=== Zu erledigen ===
Welche der folgenden Zeilen enthalten die Zeichenfolge „path“? Suche sie heraus und gib jede davon vollständig wieder.
####
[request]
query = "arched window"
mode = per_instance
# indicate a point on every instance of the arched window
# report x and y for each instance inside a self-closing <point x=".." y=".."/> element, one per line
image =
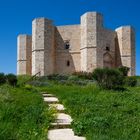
<point x="67" y="44"/>
<point x="68" y="63"/>
<point x="107" y="60"/>
<point x="107" y="48"/>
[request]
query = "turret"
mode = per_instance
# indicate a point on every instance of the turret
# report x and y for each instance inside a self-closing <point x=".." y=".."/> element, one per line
<point x="91" y="24"/>
<point x="126" y="44"/>
<point x="24" y="44"/>
<point x="43" y="46"/>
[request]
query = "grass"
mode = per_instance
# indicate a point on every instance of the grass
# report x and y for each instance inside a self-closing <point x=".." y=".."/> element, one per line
<point x="23" y="114"/>
<point x="101" y="114"/>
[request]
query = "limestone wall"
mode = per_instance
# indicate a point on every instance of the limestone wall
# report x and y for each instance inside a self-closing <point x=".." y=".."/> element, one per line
<point x="72" y="34"/>
<point x="106" y="46"/>
<point x="24" y="55"/>
<point x="91" y="24"/>
<point x="126" y="42"/>
<point x="43" y="46"/>
<point x="66" y="49"/>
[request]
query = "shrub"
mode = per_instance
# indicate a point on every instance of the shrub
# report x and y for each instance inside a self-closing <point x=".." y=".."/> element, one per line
<point x="108" y="78"/>
<point x="84" y="75"/>
<point x="57" y="77"/>
<point x="22" y="79"/>
<point x="2" y="79"/>
<point x="11" y="79"/>
<point x="124" y="70"/>
<point x="73" y="78"/>
<point x="131" y="81"/>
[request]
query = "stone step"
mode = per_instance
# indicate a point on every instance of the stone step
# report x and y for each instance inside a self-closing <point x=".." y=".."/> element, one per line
<point x="58" y="107"/>
<point x="62" y="121"/>
<point x="51" y="100"/>
<point x="63" y="134"/>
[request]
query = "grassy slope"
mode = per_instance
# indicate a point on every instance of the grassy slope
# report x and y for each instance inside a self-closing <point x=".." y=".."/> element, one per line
<point x="23" y="114"/>
<point x="101" y="114"/>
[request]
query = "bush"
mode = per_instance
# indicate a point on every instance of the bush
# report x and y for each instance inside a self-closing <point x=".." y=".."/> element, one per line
<point x="84" y="75"/>
<point x="57" y="77"/>
<point x="124" y="70"/>
<point x="2" y="79"/>
<point x="73" y="78"/>
<point x="109" y="78"/>
<point x="11" y="79"/>
<point x="131" y="81"/>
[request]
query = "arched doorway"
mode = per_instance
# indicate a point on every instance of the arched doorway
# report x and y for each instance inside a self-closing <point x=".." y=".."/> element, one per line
<point x="107" y="60"/>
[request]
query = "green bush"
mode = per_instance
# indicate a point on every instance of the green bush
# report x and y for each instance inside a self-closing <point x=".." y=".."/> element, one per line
<point x="2" y="79"/>
<point x="11" y="79"/>
<point x="23" y="114"/>
<point x="124" y="70"/>
<point x="109" y="78"/>
<point x="73" y="78"/>
<point x="57" y="77"/>
<point x="131" y="81"/>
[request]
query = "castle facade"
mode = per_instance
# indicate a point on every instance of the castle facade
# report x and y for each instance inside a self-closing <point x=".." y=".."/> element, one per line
<point x="67" y="49"/>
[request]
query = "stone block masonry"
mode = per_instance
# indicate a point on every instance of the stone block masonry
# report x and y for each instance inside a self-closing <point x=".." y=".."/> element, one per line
<point x="66" y="49"/>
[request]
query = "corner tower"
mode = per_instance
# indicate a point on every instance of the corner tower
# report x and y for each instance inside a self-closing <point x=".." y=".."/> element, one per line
<point x="43" y="46"/>
<point x="24" y="43"/>
<point x="91" y="25"/>
<point x="126" y="43"/>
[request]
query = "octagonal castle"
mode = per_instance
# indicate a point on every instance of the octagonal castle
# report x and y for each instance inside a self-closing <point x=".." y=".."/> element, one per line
<point x="67" y="49"/>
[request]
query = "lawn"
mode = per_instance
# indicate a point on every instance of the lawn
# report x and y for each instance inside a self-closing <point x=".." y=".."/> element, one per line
<point x="23" y="114"/>
<point x="101" y="114"/>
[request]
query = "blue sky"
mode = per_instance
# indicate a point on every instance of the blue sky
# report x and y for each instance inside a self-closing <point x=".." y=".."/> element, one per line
<point x="16" y="18"/>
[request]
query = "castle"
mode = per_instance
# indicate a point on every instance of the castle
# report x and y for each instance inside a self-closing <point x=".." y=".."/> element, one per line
<point x="66" y="49"/>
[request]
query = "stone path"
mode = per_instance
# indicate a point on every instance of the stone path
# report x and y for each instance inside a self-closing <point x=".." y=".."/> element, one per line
<point x="60" y="129"/>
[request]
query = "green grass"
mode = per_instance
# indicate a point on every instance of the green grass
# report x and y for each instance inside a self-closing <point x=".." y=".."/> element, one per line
<point x="23" y="114"/>
<point x="101" y="114"/>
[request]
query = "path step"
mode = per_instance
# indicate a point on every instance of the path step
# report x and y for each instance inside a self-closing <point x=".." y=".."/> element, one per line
<point x="51" y="100"/>
<point x="58" y="107"/>
<point x="63" y="134"/>
<point x="62" y="121"/>
<point x="47" y="95"/>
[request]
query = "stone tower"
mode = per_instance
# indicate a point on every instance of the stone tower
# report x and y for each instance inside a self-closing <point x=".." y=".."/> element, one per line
<point x="24" y="55"/>
<point x="126" y="44"/>
<point x="43" y="46"/>
<point x="91" y="24"/>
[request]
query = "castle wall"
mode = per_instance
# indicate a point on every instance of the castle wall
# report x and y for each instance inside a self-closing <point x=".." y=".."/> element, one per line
<point x="72" y="34"/>
<point x="43" y="46"/>
<point x="91" y="24"/>
<point x="126" y="42"/>
<point x="106" y="46"/>
<point x="24" y="55"/>
<point x="84" y="47"/>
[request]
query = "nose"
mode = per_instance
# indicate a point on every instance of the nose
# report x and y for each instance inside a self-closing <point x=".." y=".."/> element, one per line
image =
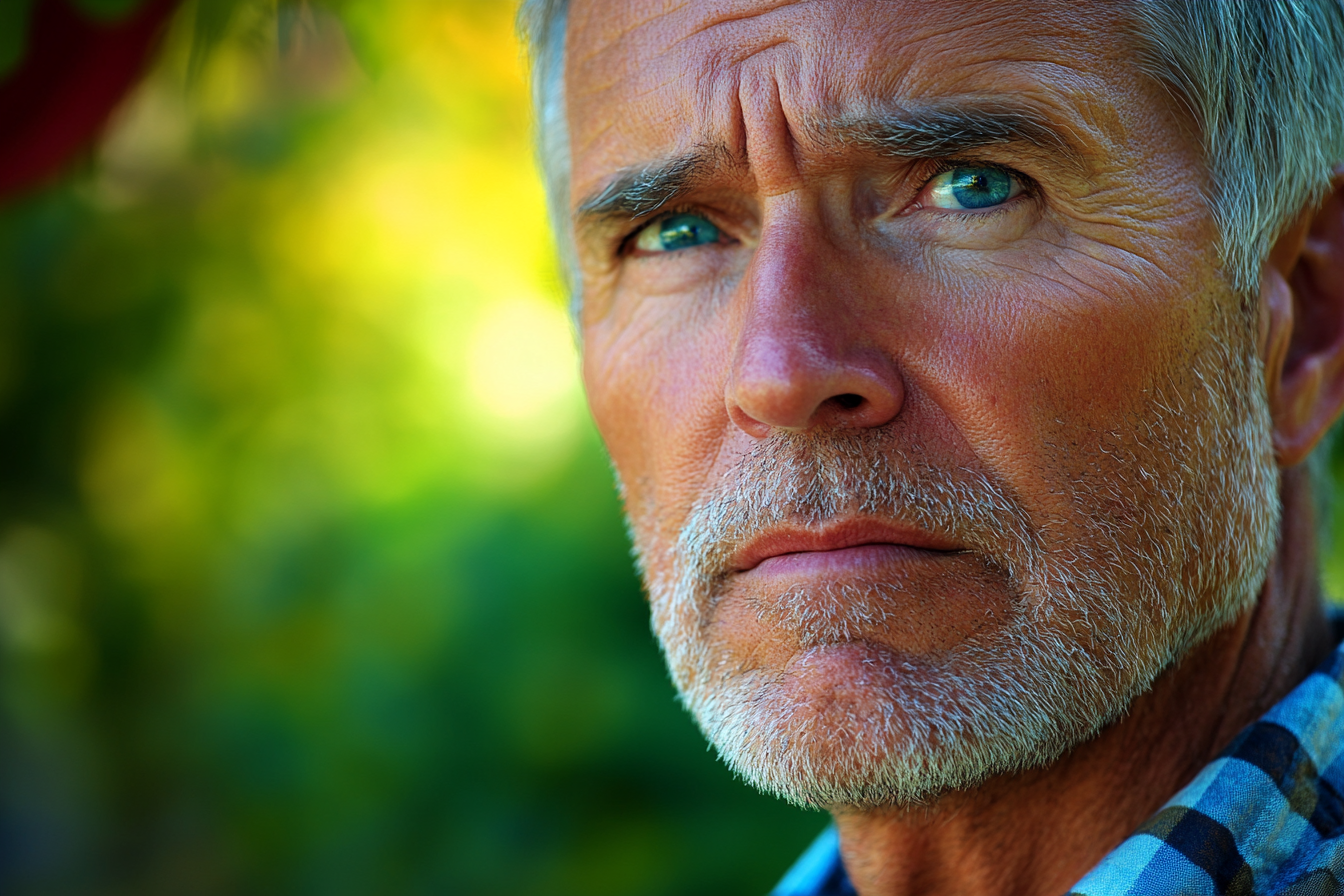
####
=== Lösung ===
query = "stone path"
# indicate a point on every instance of the stone path
query = "path step"
# indicate a point on every instance of the path step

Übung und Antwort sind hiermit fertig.